• WHAT THE TASK REQUIRES
Copy every one of the following items line for line, reproducing each word, number, and bracket without any change.

• DATA FOR THIS TASK

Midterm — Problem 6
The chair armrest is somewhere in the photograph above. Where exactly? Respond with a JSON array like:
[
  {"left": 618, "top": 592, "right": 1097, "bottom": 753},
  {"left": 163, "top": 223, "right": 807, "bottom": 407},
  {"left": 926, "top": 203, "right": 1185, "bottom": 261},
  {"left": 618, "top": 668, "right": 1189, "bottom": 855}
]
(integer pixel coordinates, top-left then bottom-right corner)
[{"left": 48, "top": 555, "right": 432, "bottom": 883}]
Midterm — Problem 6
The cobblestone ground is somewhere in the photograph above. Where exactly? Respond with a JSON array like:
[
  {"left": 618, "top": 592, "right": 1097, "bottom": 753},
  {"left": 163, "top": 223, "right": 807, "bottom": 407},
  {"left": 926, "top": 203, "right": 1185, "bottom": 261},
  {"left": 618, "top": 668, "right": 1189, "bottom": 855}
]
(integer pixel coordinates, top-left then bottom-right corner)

• FINAL ANSWER
Midterm — Problem 6
The chair armrest is somewhere in the photograph above. Where exactly? Respond with a JSON array like:
[
  {"left": 618, "top": 592, "right": 1097, "bottom": 753},
  {"left": 163, "top": 223, "right": 807, "bottom": 407},
  {"left": 926, "top": 203, "right": 1185, "bottom": 261},
  {"left": 618, "top": 668, "right": 1189, "bottom": 855}
]
(integer pixel coordinates, top-left then bottom-right corner)
[{"left": 48, "top": 555, "right": 432, "bottom": 883}]
Midterm — Problem 6
The cobblestone ground is somewhere in the photograph above. Where exactly? Respond with a JSON array like:
[
  {"left": 618, "top": 592, "right": 1097, "bottom": 753},
  {"left": 163, "top": 223, "right": 807, "bottom": 407},
  {"left": 926, "top": 203, "right": 1185, "bottom": 261},
  {"left": 618, "top": 668, "right": 1189, "bottom": 855}
]
(integer pixel coordinates, top-left then bottom-right corner)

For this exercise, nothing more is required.